● Task brief:
Include only the line with "</instance>" and the lines after it, each reproduced exactly as it stands in the entries below.
Start of Extracted records
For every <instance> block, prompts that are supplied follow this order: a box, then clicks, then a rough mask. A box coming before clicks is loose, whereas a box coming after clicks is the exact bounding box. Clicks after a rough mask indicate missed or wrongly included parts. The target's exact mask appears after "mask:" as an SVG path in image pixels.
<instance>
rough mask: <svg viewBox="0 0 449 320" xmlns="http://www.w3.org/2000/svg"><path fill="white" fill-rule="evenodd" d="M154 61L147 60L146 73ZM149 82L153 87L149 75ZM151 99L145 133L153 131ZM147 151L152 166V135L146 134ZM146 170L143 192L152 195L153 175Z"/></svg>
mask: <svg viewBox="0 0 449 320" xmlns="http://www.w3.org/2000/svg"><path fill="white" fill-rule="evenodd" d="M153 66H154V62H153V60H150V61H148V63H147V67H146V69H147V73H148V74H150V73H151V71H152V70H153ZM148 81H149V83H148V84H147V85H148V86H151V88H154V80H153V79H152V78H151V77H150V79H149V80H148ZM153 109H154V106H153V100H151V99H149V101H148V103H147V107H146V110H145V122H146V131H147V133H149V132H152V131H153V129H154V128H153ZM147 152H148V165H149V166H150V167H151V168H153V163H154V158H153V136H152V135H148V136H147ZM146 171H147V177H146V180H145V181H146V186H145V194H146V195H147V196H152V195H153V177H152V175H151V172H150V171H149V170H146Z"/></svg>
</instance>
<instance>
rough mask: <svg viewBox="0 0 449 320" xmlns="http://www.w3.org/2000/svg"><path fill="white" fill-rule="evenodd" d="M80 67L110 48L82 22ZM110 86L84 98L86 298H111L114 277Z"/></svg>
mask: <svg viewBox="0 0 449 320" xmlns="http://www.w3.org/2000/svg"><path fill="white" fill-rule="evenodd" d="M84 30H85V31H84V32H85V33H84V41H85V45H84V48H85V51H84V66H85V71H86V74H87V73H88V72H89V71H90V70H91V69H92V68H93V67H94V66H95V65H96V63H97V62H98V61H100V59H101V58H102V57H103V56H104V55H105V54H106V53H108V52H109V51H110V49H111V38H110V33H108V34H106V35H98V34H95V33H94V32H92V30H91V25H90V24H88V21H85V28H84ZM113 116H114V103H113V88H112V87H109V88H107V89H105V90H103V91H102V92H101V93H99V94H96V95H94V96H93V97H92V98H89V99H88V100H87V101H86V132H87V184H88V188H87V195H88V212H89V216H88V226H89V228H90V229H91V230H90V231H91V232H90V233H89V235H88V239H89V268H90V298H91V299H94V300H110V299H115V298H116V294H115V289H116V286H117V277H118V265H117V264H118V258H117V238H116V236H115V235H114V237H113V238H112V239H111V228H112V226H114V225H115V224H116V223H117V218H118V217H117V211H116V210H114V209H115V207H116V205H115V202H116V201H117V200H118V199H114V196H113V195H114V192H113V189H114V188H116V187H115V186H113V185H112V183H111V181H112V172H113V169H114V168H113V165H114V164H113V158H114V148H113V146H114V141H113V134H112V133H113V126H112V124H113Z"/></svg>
End of Extracted records
● Answer to the problem:
</instance>
<instance>
rough mask: <svg viewBox="0 0 449 320" xmlns="http://www.w3.org/2000/svg"><path fill="white" fill-rule="evenodd" d="M80 67L110 48L82 22ZM110 86L84 98L86 298H111L114 277Z"/></svg>
mask: <svg viewBox="0 0 449 320" xmlns="http://www.w3.org/2000/svg"><path fill="white" fill-rule="evenodd" d="M84 30H85V31H84V32H85V33H84V41H85V45H84V48H85V51H84V66H85V71H86V74H87V73H88V72H89V71H90V70H91V69H92V68H93V67H94V66H95V65H96V63H97V62H98V61H100V59H101V58H102V57H103V56H104V55H105V54H106V53H108V52H109V51H110V49H111V38H110V33H108V34H106V35H98V34H95V33H94V32H92V30H91V25H90V24H88V21H85V28H84ZM113 116H114V103H113V88H112V87H109V88H107V89H105V90H103V91H102V92H101V93H99V94H96V95H94V96H93V97H92V98H89V99H88V100H87V101H86V132H87V184H88V188H87V195H88V212H89V216H88V226H89V228H90V229H91V230H90V231H91V232H90V233H89V235H88V239H89V268H90V298H91V299H94V300H110V299H115V298H116V294H115V289H116V286H117V277H118V265H117V264H118V258H117V238H116V236H115V235H114V237H113V238H112V239H111V228H112V226H114V225H115V224H116V223H117V218H118V217H117V211H116V210H114V209H115V207H116V205H115V202H116V201H117V200H118V199H114V196H113V195H114V192H113V189H114V188H116V187H115V186H113V185H112V183H111V181H112V172H113V169H114V168H113V165H114V164H113V158H114V148H113V146H114V141H113V134H112V133H113V126H112V124H113Z"/></svg>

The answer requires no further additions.